═════ Excerpted text ═════
Commit Graph

5 Commits

Author SHA1 Message Date
845227c06c Fix stale lock file in CUDA loader — prevents infinite spin on crash recovery
torch.utils.cpp_extension.load creates a 'lock' file in the build
directory during compilation. If the compiling process is killed
(OOM, timeout, user interrupt), the lock file is never removed and
subsequent processes spin forever polling it (clock_nanosleep(100ms)
→ stat(lock) → repeat).

Fix: _cleanup_stale_lock() removes lock files older than 10 minutes
before any compilation attempt. This is the correct threshold — CUDA
kernel compilation should never take more than a few minutes, so a
10-minute-old lock is guaranteed stale.
2026-06-02 21:34:58 +00:00
f3b551956d Cleanup Step 2: Archive Lineage P code, fix broken imports
- Move dead dsv4/ modules to dsv4/_archive/ (52 files)
  - model/{dsv4,mtp,layer,layer_schedule}
  - layers/{embedding,attention,ffn,norm} (kept linear,mhc,router,moe,shared_expert,grouped_linear - live)
═════
### What to do
- A) In the commit log, how old must a lock file be for _cleanup_stale_lock() to remove it?
- B) Repeat the commit log word for word from "2026-06-02 21:34:58 +00:00" to "linear,mhc,router,moe,shared_expert,grouped_linear - live)".
- C) Which layers does the commit log say were kept because they are still live? Name every one.
═════ Dataset rows ═════
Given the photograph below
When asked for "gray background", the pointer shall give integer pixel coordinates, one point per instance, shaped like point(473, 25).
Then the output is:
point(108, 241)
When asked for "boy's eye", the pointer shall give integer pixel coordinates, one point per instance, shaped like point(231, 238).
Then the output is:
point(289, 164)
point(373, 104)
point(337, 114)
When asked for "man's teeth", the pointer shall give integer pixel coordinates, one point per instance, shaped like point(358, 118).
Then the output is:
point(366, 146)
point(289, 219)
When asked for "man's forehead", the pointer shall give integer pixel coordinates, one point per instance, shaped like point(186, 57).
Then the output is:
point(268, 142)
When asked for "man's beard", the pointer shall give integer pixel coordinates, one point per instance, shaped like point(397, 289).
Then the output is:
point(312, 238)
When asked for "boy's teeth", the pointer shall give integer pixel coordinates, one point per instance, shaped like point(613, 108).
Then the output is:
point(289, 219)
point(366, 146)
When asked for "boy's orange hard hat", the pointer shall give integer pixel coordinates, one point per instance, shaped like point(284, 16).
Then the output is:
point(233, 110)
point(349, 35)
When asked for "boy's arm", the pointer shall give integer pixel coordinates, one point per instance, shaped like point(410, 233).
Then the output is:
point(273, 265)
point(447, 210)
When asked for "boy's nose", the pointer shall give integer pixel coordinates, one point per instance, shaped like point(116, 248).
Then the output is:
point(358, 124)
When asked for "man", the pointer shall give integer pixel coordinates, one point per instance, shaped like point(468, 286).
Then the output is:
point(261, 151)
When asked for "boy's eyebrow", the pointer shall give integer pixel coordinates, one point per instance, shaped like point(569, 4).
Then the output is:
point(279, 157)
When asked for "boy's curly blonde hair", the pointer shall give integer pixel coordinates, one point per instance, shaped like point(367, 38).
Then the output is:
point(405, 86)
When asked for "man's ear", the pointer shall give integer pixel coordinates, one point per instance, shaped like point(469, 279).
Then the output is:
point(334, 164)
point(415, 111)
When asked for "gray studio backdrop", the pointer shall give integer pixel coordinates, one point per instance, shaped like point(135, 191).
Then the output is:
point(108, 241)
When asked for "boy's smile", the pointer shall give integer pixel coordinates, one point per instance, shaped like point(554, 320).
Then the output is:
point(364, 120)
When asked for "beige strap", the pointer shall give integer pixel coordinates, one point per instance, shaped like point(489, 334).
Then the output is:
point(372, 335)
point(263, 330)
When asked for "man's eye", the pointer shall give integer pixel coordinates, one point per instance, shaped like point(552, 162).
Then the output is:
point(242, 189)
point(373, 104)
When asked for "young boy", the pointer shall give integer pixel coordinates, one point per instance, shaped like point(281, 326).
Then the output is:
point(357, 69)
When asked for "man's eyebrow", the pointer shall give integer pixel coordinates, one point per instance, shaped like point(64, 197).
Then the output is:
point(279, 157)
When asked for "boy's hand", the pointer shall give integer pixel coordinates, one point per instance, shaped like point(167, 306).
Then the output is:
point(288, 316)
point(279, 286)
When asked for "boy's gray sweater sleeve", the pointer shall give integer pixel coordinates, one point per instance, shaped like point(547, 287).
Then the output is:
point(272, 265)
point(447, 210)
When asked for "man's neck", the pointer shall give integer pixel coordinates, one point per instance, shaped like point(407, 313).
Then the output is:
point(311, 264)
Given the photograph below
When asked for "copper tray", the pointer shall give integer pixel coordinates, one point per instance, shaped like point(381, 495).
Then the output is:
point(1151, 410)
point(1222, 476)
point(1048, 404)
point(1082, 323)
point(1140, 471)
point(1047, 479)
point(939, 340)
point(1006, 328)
═════
### Task-by-task results
- A) Older than 10 minutes.

- B)
2026-06-02 21:34:58 +00:00
f3b551956d Cleanup Step 2: Archive Lineage P code, fix broken imports
- Move dead dsv4/ modules to dsv4/_archive/ (52 files)
  - model/{dsv4,mtp,layer,layer_schedule}
  - layers/{embedding,attention,ffn,norm} (kept linear,mhc,router,moe,shared_expert,grouped_linear - live)

- C) linear, mhc, router, moe, shared_expert, grouped_linear